+++ PAGE EXCERPT +++

Before he did this, he said, “John Perry, I gotta tell you. I don’t know what I’m going to find when I get in there, but I think unfortunately that there is a pretty good chance that I’m not going to be able to save any of your functions below T11.” In other words, I would be paralyzed from my belly button down. I said, “You mean I’ll never dance again?” And he said, “I’m not sure, but I think if you had one working eyelid, you’d still dance.” Which remains one of the best compliments I’ve ever received.
So I went in there knowing there was a good chance that I was going to come out unable to walk again. When I woke up in the recovery room, my doctor was standing at the end of my bed and he said, “John Perry, move your toes.” I did. And he started to cry. Because he had no idea if I was going to be able to do that and there was the only way to find out.
I was recovering from that when they decided they needed to be on the outlook for pulmonary embolisms, so they installed a filter in my vena cava to remove all the phlebitis-style clots from my blood- stream. In what I later learned was yet another iatrogenic failure, they displaced something that lodged itself in what had previously been my main coronary artery.

+++ DATA UNDER STUDY +++

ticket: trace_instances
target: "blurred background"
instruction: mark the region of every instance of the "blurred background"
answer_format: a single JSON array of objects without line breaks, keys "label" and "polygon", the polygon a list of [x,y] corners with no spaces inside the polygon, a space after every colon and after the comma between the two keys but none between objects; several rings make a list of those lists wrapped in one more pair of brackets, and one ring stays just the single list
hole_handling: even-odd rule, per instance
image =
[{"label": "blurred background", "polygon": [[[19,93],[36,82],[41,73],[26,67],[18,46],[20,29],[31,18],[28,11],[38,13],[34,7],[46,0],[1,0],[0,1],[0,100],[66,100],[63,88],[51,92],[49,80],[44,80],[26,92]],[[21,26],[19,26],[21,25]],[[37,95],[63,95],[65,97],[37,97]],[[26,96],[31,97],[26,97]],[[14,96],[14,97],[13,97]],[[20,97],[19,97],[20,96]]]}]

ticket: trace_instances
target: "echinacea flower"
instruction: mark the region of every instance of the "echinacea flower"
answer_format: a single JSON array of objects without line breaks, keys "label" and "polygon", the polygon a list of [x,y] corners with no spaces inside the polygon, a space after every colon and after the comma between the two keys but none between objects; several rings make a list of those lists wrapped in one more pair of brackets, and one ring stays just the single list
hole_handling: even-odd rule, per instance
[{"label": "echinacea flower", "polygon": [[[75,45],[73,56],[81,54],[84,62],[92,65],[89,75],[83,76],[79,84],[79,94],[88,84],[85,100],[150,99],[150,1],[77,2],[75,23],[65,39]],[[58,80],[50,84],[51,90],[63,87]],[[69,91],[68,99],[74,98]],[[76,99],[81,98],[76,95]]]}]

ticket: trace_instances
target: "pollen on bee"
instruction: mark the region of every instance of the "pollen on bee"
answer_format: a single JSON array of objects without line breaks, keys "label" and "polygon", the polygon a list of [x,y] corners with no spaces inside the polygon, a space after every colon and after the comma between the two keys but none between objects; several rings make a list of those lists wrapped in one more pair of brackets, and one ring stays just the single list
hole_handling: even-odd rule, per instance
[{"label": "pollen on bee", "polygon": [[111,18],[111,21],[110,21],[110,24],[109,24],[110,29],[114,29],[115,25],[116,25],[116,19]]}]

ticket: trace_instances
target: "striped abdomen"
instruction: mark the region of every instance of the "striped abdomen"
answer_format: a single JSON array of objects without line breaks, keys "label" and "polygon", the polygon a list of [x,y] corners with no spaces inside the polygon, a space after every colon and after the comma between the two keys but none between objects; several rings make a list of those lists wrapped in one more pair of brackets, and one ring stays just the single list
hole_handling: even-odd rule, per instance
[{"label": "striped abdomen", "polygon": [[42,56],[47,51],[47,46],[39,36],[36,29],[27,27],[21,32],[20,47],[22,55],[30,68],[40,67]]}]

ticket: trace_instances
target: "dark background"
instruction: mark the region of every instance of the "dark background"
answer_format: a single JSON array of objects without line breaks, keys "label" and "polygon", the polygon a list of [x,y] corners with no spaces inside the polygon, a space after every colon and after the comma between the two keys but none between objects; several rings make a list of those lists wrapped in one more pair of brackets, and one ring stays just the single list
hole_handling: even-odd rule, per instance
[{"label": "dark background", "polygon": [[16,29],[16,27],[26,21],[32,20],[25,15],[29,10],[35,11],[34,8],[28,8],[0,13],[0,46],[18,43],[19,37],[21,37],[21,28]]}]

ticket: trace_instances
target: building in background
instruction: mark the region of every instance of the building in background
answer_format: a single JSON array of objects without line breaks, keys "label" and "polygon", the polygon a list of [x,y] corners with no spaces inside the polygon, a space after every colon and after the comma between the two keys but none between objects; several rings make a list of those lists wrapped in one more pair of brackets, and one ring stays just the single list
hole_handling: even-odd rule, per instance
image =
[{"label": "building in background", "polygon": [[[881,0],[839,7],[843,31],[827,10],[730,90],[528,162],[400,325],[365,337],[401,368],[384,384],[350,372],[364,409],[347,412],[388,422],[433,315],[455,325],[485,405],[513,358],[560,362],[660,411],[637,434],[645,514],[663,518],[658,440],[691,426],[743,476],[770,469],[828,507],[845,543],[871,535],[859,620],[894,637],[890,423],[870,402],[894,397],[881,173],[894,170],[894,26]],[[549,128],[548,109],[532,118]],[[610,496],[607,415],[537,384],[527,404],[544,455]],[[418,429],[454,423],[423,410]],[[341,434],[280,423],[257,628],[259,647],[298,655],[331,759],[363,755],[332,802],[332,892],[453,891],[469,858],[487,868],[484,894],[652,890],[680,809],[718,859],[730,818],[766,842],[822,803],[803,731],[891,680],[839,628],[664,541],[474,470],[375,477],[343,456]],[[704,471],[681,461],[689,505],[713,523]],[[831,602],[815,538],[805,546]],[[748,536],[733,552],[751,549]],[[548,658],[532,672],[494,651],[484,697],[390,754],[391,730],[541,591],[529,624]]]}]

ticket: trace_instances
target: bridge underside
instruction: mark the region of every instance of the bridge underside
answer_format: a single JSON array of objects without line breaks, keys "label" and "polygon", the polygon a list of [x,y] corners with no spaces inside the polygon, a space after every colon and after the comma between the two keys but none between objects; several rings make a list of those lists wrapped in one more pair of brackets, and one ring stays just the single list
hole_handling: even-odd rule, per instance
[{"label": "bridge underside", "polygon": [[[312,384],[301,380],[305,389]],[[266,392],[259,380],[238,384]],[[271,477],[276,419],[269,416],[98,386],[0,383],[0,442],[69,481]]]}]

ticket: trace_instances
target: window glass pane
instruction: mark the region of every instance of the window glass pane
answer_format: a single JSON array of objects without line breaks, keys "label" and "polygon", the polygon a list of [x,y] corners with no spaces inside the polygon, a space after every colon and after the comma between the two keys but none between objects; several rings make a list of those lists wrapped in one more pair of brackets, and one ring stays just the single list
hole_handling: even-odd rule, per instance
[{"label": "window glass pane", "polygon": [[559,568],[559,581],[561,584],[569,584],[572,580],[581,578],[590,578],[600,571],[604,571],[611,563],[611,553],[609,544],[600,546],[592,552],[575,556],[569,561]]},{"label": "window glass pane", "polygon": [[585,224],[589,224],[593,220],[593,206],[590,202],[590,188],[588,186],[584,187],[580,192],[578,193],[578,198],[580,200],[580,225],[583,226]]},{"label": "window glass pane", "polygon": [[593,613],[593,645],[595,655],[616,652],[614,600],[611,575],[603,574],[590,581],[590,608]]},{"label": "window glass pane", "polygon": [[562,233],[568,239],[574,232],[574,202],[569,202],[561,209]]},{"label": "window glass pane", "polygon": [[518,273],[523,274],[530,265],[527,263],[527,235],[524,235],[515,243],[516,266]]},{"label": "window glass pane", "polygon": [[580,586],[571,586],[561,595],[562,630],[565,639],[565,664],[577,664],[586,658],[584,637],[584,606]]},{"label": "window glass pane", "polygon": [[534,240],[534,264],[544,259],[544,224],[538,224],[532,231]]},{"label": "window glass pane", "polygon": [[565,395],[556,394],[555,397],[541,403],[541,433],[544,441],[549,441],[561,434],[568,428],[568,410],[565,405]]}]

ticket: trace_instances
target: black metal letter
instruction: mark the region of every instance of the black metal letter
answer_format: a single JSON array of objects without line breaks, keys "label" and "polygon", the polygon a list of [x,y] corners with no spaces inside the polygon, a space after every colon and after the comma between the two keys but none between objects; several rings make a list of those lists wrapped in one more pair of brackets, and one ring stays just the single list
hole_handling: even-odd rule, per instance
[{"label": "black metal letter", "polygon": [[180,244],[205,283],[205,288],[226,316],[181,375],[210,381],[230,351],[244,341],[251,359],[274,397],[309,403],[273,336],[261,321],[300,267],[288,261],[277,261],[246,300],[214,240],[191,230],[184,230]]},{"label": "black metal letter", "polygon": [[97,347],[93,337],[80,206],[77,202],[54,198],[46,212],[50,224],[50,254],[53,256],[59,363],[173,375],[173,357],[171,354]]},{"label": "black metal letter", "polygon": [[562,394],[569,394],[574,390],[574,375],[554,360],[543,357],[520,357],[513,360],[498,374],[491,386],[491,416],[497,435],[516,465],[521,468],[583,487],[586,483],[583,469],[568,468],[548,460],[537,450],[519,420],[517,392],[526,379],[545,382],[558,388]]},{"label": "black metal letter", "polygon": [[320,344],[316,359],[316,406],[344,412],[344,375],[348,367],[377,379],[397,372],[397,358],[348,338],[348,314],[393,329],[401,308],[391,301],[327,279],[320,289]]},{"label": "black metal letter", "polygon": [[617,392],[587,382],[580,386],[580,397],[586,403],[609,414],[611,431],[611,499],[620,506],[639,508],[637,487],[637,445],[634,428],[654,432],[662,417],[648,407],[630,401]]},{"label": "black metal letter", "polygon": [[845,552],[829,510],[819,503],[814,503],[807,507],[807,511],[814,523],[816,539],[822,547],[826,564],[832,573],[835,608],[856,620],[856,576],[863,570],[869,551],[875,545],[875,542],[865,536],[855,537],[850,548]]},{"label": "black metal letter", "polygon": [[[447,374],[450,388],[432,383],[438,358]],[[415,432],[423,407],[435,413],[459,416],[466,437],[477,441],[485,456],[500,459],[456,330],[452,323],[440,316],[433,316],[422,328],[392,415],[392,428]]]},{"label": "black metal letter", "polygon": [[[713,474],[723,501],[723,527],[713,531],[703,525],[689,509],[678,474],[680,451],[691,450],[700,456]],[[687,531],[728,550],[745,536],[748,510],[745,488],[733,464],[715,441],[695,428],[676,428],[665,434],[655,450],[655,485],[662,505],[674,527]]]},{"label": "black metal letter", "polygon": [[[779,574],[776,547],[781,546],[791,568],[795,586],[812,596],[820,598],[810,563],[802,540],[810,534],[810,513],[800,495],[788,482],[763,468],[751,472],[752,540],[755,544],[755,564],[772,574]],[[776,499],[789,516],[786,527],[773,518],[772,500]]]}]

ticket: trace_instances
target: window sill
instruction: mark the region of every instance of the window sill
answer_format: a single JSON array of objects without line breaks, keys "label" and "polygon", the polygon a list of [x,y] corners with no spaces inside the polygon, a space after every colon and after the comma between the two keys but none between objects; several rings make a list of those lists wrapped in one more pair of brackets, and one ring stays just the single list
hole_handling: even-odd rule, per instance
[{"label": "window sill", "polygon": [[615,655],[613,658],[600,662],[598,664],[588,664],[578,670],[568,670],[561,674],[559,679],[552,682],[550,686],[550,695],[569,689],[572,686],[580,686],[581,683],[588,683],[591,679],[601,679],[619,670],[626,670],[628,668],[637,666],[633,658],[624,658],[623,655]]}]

+++

• [ACTIVITY 1]:
Answer these about the surgery account:
(a) Below which level did the surgeon warn he might not be able to save John Perry's functions?
(b) What did the doctor tell John Perry to do in the recovery room?
(c) Where was the filter installed?
• [ACTIVITY 2]: Echo the surgery account word for word, starting at "Before he did" and ending at "I’ve ever received.".

• [WRITTEN REPLY 1]:
(a) T11
(b) Move his toes
(c) In his vena cava

• [WRITTEN REPLY 2]:
Before he did this, he said, “John Perry, I gotta tell you. I don’t know what I’m going to find when I get in there, but I think unfortunately that there is a pretty good chance that I’m not going to be able to save any of your functions below T11.” In other words, I would be paralyzed from my belly button down. I said, “You mean I’ll never dance again?” And he said, “I’m not sure, but I think if you had one working eyelid, you’d still dance.” Which remains one of the best compliments I’ve ever received.